* _TASK PROMPT_: Copying exactly, give the lines in the material below from the one with "TARGET = power line" to the one with "TARGET = corrugated metal wall", ends included, and nothing besides.

Top of TASK DATA

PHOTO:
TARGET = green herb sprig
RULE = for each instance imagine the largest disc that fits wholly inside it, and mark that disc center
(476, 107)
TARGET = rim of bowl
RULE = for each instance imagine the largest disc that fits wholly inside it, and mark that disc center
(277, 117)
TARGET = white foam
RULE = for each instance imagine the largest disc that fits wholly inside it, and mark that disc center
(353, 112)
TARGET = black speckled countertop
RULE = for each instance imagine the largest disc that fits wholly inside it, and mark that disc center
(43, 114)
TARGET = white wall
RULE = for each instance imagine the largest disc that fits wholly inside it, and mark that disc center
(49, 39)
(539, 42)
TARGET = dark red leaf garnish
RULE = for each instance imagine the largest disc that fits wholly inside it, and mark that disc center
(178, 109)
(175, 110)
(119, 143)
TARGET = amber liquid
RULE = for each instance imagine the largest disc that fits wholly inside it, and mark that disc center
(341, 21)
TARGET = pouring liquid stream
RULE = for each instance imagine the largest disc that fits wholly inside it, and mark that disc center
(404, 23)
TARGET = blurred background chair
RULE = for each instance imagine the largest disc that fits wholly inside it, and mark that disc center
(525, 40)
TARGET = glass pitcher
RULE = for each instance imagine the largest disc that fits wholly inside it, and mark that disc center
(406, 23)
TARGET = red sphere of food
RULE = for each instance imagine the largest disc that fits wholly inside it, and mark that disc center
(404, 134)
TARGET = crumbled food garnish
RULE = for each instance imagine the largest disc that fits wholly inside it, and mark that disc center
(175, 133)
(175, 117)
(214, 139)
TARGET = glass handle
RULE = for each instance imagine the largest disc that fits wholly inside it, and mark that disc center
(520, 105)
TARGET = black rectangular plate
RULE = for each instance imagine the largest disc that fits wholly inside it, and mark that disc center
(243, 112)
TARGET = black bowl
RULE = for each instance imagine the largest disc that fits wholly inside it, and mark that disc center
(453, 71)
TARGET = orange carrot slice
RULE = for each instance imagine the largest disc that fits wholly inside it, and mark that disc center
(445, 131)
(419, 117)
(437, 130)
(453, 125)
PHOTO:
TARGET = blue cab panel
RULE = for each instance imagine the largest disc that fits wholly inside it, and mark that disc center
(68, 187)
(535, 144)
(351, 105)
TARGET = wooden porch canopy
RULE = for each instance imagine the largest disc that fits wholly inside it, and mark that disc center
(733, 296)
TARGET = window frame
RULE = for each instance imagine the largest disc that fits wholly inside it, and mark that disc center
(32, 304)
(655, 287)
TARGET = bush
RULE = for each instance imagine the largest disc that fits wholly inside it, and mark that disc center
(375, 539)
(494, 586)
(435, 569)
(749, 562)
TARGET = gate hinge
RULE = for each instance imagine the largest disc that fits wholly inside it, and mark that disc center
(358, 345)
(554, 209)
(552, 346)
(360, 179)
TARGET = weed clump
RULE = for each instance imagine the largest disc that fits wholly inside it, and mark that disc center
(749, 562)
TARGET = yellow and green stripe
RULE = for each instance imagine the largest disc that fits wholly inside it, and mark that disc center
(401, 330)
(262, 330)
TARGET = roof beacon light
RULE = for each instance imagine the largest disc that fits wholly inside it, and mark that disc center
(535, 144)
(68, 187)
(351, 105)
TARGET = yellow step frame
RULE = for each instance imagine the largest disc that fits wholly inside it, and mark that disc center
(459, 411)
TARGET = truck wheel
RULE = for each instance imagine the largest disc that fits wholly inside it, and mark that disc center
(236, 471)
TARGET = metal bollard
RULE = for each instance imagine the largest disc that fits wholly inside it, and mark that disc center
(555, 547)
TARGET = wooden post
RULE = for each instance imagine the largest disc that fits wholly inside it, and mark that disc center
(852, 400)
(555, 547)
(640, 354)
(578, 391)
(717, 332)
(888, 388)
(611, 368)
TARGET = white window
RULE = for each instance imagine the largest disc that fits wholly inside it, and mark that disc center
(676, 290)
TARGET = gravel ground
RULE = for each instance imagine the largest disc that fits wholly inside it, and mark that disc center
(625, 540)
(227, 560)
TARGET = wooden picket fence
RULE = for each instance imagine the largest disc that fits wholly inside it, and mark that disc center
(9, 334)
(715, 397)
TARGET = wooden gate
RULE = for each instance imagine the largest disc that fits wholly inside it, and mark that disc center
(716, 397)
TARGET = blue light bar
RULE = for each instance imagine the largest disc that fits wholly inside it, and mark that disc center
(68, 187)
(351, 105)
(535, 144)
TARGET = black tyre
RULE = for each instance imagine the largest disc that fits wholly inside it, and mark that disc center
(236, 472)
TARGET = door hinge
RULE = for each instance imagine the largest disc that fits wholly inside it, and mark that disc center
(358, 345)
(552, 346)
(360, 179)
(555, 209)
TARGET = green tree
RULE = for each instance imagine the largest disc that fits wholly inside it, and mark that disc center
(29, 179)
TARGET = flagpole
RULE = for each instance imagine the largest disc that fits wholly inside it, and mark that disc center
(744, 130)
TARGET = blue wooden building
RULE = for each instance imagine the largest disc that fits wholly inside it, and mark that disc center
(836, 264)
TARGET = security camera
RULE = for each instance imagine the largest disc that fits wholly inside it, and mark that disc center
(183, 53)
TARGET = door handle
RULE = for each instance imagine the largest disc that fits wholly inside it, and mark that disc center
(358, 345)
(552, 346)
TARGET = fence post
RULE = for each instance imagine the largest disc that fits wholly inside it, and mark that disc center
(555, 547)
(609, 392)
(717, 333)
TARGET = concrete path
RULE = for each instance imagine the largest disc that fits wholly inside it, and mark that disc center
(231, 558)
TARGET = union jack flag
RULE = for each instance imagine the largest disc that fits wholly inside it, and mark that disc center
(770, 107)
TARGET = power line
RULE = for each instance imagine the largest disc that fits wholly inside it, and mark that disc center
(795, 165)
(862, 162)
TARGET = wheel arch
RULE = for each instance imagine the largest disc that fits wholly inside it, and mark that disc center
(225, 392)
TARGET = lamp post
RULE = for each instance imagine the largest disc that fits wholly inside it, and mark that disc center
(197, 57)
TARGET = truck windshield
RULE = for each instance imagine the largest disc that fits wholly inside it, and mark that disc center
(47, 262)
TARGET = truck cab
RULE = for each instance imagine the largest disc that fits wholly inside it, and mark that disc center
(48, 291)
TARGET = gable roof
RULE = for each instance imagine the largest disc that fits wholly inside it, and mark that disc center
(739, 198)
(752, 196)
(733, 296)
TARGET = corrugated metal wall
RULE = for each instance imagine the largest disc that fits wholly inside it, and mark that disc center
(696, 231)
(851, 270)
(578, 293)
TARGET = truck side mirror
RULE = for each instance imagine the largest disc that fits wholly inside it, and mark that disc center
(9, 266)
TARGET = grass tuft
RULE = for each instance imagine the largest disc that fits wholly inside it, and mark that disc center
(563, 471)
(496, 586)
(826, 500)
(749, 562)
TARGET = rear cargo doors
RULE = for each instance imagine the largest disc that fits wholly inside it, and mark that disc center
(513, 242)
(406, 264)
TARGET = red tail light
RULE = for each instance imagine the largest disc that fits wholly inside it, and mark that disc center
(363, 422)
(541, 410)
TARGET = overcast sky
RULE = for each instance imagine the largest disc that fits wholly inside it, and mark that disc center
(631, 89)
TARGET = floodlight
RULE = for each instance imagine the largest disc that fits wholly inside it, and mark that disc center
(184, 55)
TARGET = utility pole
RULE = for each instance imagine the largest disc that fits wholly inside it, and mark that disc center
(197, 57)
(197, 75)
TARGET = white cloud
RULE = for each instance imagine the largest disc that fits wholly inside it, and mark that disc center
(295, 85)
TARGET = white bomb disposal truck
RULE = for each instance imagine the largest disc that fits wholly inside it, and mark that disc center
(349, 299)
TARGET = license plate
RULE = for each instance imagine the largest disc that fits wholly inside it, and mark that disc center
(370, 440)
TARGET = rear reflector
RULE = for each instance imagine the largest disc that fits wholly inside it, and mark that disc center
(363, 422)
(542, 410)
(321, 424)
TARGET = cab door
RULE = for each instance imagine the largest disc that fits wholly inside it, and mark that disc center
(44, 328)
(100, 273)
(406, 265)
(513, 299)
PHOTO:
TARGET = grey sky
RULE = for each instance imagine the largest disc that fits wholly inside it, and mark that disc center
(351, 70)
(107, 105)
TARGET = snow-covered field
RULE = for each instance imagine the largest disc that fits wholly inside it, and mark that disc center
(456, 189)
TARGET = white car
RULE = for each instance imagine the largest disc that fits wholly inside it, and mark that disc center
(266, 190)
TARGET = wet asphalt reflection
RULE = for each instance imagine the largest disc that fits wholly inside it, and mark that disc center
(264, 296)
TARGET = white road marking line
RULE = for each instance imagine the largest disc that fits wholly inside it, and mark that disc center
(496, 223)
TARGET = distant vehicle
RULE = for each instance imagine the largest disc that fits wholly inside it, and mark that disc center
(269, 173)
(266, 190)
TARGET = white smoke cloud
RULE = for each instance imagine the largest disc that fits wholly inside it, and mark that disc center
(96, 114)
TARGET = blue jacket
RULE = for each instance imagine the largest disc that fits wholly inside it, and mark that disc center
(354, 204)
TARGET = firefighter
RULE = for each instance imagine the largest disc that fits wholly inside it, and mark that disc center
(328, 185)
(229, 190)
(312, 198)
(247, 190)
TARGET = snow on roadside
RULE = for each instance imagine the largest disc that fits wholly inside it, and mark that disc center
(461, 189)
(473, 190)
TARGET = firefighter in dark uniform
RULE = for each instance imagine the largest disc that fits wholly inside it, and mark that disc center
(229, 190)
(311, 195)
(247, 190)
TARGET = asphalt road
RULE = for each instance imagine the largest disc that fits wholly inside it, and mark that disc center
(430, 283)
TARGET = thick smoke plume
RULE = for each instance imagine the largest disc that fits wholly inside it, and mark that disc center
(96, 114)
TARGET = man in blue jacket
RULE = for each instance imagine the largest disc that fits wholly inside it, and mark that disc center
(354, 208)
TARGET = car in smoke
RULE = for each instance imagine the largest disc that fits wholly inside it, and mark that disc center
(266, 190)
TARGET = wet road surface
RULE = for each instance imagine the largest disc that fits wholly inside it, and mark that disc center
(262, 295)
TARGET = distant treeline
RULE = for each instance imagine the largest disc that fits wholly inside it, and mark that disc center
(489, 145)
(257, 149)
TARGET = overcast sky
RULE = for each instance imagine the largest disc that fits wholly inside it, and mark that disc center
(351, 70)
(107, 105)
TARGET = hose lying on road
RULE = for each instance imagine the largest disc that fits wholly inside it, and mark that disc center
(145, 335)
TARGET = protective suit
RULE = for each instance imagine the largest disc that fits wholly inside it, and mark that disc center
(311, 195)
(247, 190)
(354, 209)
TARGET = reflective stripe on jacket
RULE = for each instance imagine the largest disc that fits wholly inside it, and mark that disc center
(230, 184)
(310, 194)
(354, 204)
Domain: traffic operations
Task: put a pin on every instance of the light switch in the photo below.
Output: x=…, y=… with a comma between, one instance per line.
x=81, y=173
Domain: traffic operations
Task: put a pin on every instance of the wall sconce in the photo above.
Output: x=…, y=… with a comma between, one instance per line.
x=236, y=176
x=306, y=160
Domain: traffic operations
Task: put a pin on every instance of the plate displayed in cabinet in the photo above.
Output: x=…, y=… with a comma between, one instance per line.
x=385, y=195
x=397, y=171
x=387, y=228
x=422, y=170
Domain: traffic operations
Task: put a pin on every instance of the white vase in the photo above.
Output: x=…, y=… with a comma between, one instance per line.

Bottom of TASK DATA

* _RESULT OF THE TASK_:
TARGET = power line
RULE = for each instance imagine the largest disc that fits wholly inside it, and mark that disc center
(795, 165)
(862, 162)
TARGET = wheel arch
RULE = for each instance imagine the largest disc that fits wholly inside it, and mark that disc center
(225, 392)
TARGET = lamp post
RULE = for each instance imagine the largest disc that fits wholly inside it, and mark that disc center
(197, 57)
TARGET = truck windshield
RULE = for each instance imagine the largest disc that fits wholly inside it, and mark that disc center
(47, 262)
TARGET = truck cab
RULE = for each instance imagine the largest disc that fits wholly inside it, and mark that disc center
(48, 291)
TARGET = gable roof
RULE = for each instance imagine the largest disc that fits wholly inside it, and mark that disc center
(739, 198)
(752, 196)
(733, 296)
TARGET = corrugated metal wall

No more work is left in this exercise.